Start of Data records
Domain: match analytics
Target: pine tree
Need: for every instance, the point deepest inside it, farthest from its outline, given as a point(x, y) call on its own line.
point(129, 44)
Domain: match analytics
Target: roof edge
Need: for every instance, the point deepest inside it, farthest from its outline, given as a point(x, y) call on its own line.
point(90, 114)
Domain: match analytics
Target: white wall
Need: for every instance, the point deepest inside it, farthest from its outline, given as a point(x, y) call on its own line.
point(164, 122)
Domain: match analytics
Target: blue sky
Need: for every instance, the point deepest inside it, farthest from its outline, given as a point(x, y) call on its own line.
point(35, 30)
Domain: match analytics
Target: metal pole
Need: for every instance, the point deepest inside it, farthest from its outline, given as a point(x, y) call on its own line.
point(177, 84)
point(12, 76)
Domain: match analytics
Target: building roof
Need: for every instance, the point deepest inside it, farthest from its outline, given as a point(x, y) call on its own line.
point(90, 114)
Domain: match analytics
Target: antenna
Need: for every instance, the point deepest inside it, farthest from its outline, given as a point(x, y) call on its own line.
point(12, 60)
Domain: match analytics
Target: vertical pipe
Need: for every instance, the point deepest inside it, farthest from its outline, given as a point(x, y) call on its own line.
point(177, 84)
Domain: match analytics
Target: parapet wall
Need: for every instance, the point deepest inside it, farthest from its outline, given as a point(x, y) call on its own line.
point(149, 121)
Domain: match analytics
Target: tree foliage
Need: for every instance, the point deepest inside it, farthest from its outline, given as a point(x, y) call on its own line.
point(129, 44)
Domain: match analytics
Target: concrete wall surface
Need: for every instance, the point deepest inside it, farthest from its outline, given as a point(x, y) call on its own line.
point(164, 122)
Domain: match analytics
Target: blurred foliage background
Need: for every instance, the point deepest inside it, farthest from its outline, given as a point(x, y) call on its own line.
End of Data records
Start of Data records
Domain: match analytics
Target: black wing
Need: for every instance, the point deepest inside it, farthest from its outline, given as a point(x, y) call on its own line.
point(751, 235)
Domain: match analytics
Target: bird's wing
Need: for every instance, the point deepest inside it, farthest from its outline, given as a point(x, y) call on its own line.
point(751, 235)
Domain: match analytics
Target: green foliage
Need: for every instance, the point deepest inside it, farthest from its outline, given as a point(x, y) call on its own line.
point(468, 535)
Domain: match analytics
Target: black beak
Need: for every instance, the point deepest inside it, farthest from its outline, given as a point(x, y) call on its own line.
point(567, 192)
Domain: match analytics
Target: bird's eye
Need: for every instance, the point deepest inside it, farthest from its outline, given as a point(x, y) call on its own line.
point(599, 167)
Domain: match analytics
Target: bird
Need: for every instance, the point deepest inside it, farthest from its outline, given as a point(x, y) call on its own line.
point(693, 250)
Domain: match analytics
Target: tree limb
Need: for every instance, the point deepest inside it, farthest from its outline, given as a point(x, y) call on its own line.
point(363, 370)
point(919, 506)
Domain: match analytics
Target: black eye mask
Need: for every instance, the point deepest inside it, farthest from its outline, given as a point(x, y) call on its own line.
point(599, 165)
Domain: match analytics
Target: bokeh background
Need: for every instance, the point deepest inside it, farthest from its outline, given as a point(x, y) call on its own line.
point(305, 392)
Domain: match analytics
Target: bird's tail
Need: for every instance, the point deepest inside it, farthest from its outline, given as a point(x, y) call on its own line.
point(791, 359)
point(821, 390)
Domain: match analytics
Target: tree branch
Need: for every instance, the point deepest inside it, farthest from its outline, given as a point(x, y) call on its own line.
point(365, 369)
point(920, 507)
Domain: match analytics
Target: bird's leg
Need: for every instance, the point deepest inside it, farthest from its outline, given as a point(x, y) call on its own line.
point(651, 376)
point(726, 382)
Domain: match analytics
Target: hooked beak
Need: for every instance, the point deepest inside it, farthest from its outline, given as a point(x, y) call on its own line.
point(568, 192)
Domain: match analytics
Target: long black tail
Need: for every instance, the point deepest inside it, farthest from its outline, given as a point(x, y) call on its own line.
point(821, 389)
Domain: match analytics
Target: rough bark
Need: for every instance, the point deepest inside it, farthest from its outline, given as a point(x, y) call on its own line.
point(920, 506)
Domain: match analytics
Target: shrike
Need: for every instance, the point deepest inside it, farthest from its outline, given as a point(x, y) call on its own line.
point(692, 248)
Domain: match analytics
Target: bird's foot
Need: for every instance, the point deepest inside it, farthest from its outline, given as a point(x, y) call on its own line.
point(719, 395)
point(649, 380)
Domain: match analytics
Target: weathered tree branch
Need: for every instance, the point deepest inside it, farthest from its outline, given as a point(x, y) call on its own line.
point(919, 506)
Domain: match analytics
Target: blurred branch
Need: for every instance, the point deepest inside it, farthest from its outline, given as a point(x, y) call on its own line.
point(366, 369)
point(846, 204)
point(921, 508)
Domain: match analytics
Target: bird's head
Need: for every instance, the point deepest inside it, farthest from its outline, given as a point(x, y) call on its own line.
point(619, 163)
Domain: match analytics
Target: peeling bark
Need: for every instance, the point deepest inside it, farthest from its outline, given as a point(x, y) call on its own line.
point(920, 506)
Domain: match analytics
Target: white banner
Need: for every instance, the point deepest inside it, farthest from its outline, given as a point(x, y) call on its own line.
End of Data records
--- Work instruction ---
If a line in the material above contains the word "white", copy it.

--- Exercise answer ---
Target: white wall
Target: white banner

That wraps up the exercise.